What the task requires:
Only these lines of the data below are wanted: the one with "Could you please locate the sandy", the one with "Could you please locate the blue", and any lines between them, each repeated exactly.

Dataset extract:
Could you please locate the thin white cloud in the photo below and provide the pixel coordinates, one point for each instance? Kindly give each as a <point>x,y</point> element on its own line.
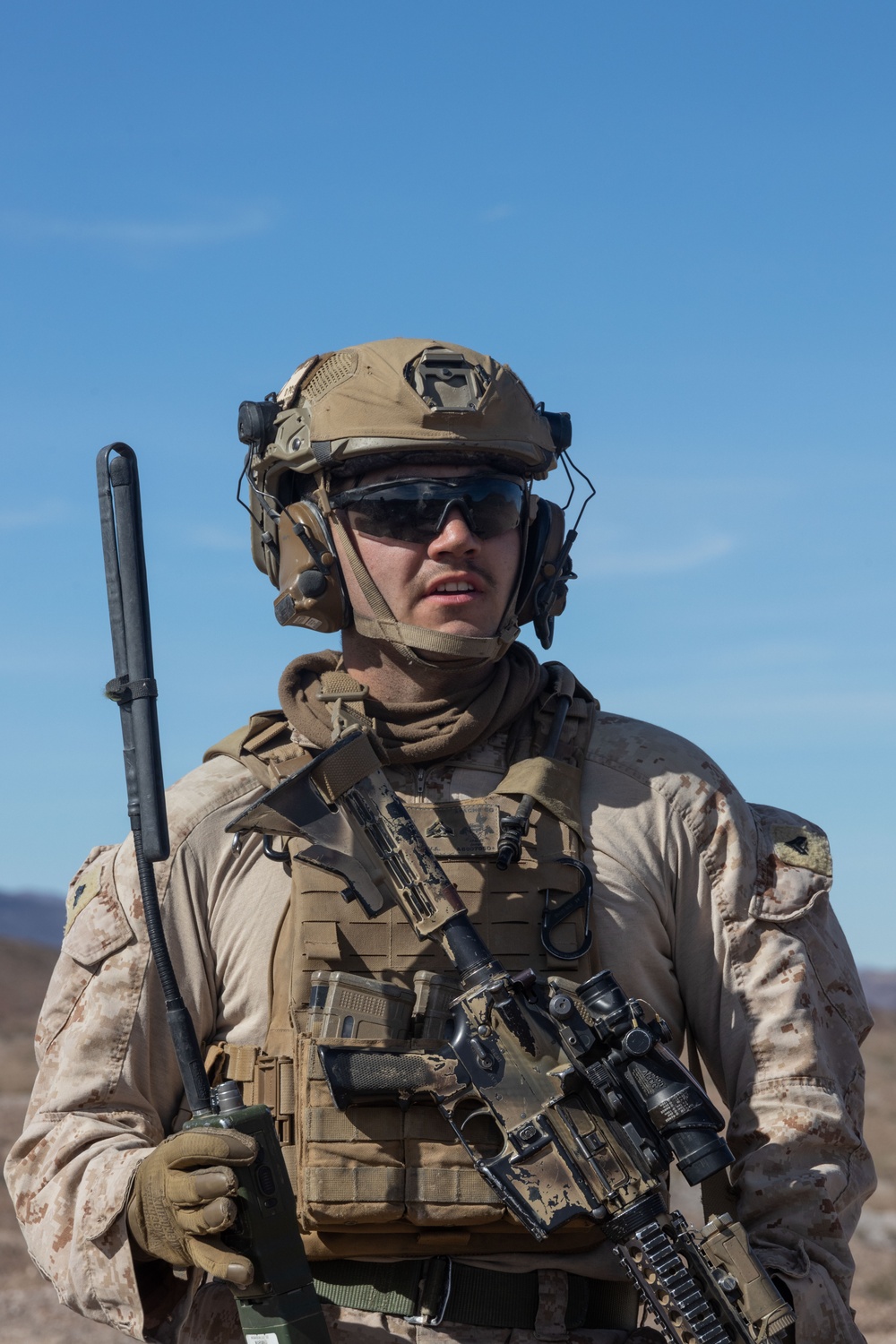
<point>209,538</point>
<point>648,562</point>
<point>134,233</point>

---

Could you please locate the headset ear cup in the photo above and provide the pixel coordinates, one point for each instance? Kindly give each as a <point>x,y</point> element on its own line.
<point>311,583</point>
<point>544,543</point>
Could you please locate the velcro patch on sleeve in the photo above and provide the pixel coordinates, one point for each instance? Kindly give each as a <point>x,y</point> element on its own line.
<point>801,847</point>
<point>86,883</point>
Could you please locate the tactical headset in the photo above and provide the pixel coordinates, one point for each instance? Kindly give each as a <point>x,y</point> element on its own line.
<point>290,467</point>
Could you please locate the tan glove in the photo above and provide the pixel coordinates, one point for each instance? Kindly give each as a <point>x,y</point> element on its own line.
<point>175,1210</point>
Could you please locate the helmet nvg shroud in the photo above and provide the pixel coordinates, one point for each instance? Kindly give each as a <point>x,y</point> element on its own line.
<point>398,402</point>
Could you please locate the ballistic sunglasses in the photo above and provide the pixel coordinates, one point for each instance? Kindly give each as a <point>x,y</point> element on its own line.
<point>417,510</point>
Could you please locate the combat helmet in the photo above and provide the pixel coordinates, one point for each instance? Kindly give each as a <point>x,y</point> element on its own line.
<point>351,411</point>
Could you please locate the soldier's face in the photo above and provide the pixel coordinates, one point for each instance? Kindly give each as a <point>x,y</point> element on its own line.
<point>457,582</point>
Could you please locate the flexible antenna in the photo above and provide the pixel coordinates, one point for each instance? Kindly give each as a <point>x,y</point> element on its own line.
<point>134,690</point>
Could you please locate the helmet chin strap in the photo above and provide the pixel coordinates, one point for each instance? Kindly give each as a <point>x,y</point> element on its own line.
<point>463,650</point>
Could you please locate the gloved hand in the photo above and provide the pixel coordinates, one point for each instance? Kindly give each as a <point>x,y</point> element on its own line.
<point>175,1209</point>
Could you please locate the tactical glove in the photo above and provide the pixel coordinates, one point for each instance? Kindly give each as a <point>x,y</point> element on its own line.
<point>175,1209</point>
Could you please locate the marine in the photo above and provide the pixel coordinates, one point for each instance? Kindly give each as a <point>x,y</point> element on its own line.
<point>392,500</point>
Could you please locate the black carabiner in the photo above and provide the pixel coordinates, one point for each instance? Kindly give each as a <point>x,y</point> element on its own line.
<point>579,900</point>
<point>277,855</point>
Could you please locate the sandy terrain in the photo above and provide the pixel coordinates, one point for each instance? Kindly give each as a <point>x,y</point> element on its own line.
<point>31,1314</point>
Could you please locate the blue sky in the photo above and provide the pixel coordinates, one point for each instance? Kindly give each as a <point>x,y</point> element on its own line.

Answer section:
Could you please locate the sandy terrain in the photo above and provide the pixel coordinates, one point for each instance? Kindly give each as a <point>x,y</point> element on its own line.
<point>31,1314</point>
Could you please locate the blue sky in the photo above and provide the pixel coordinates, one point for each instance? Kindly give each as a <point>x,y</point> element on its own line.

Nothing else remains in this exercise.